* [PASSAGE PROVIDED]
Improved geological models aiding hydrocarbon reservoir development

Submitting Institutions

University College London,
Birkbeck College

Unit of Assessment

Earth Systems and Environmental Sciences

Summary Impact Type


Research Subject Area(s)

Earth Sciences: Geochemistry, Geology, Geophysics

Download original


Summary of the impact

UCL's Deep-Water Research Group (DWRG) creates knowledge transfer between research and the hydrocarbon industry. Oil companies use the DWRG's research results to generate improved in-house computer-generated hydrocarbon reservoir models, allowing them to manage, develop and value their reservoirs better. The same companies also use the research to run training courses for employees, including reservoir engineers and managers, leading to improved understanding and more informed decision-making about the management of hydrocarbon reservoirs. Improved management and development of reservoirs ultimately leads to oil companies being able to extract a greater amount of oil.

Underpinning research

The Ainsa sedimentary basin in the Spanish Pyrenees contains cumulatively around 4 kilometres of exhumed conglomerates, sandstones and shales that accumulated in a deep-marine seaway in the order of ~500 metres water depth over 10 million years in the Middle Eocene time period (~50-40 Ma). The basin formed part of a connected seaway along the length of what are now the foothills of the Pyrenean mountain belt. It was around 150 kilometres in length and was connected to a palaeo Bay of Biscay. The clastic sediments that accumulated in the Ainsa basin (and the time-equivalent and connected Jaca and Pamplona deep-marine basins to the east) formed submarine fans and associated deposits that were supplied mainly from rivers and deltas of the rising Pyrenean orogen to the north and east. These sediments provide arguably the most complete and linked ancient sedimentary system anywhere in Europe, and indeed globally. As such, these sediments are of considerable interest to the hydrocarbon industry as analogue models for many sites of hydrocarbon exploration and production worldwide, and for training technical staff (geologists, geophysicists, palaeontologists, reservoir engineers).

* [LISTING]
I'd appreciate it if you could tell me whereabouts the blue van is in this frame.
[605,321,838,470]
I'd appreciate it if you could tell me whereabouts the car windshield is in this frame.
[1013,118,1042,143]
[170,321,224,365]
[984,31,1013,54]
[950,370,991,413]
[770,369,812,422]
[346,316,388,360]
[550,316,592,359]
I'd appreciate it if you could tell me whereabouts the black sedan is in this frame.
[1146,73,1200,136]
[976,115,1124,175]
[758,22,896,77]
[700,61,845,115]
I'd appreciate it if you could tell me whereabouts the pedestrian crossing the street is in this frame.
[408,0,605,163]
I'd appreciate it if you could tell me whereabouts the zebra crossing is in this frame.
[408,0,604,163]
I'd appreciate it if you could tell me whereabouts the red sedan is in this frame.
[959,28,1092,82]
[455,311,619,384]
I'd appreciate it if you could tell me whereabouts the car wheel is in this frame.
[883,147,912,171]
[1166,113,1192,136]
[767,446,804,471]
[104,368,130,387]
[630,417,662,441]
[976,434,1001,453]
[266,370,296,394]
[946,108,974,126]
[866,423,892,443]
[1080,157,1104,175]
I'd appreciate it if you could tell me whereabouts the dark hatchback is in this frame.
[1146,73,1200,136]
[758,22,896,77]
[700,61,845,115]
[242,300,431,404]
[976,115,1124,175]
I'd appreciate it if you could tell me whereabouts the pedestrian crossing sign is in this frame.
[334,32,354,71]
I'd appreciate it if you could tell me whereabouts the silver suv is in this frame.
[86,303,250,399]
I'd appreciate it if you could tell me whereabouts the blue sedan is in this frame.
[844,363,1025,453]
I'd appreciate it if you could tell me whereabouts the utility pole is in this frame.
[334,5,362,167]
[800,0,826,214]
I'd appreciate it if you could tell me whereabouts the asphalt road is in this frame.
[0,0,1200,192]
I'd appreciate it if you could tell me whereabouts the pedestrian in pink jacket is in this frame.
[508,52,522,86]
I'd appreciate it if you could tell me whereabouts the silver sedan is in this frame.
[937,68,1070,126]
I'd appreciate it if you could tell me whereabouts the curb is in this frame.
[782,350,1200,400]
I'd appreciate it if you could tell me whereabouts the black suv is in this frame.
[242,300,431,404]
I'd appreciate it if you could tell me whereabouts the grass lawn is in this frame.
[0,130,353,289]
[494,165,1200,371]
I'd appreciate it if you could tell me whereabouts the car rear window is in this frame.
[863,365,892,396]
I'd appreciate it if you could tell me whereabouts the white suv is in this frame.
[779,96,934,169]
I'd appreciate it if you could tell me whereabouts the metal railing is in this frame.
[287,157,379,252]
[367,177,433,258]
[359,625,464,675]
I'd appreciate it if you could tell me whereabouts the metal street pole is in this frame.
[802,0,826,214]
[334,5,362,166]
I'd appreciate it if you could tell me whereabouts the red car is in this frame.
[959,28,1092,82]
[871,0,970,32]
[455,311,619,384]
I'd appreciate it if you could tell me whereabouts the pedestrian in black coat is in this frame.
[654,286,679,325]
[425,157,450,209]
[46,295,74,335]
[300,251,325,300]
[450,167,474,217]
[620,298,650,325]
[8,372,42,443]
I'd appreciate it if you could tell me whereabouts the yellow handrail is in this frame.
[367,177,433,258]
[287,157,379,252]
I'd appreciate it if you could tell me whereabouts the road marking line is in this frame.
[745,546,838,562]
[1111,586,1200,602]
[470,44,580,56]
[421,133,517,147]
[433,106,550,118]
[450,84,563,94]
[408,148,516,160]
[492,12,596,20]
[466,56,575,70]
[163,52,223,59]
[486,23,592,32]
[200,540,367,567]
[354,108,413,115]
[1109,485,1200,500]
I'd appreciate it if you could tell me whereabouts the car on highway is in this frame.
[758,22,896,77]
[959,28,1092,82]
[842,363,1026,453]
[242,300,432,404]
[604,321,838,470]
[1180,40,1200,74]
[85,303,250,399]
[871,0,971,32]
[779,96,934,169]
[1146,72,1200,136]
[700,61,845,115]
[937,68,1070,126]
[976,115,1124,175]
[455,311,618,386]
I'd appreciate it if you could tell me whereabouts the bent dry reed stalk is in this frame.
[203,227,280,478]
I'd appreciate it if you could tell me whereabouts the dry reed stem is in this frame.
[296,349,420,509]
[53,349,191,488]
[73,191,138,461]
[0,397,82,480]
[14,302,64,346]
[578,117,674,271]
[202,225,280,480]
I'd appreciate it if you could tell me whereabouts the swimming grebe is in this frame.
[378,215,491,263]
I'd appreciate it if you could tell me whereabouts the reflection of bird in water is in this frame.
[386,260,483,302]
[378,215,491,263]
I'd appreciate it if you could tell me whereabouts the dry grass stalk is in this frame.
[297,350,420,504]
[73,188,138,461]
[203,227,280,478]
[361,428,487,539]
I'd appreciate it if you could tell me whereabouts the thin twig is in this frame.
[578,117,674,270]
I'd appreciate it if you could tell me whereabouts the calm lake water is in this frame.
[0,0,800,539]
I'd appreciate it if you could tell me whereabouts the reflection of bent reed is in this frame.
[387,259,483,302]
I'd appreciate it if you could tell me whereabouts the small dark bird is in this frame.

* [TASK SET]
[a] List the three sedimentary basins that the passage on hydrocarbon reservoir models identifies as deep-marine basins.
[b] Extend the passage on hydrocarbon reservoir models, beginning after its last sentence.

* [SOLVED PROBLEMS]
[a] Ainsa, Jaca, Pamplona

[b]
UCL's DWRG, based in the Department of Earth Sciences and led by Kevin Pickering (Professor 1993-present), managed an integrated outcrop-subsurface study of the deep-marine sandy submarine-fan deposits in the Ainsa basin (Ainsa Project drilling phase 1997-1999). This groundbreaking project — the only integrated outcrop-subsurface study of a coarse-grained deep-marine system worldwide to date — was funded by a consortium of oil companies under the auspices of the Norwegian Petroleum Directorate (NPD), including Conoco, BP, ExxonMobil, NorskHydro-Statoil, TotalFinaElf and Phillips Petroleum. With funding from other oil companies, the Ainsa Project has continued since the drilling phase until the present time. Research conducted as part of the Ainsa Project has included onshore drilling and coring, detailed sedimentary core logging, seismic acquisition, wireline logging, micropalaeontology and sedimentary petrography.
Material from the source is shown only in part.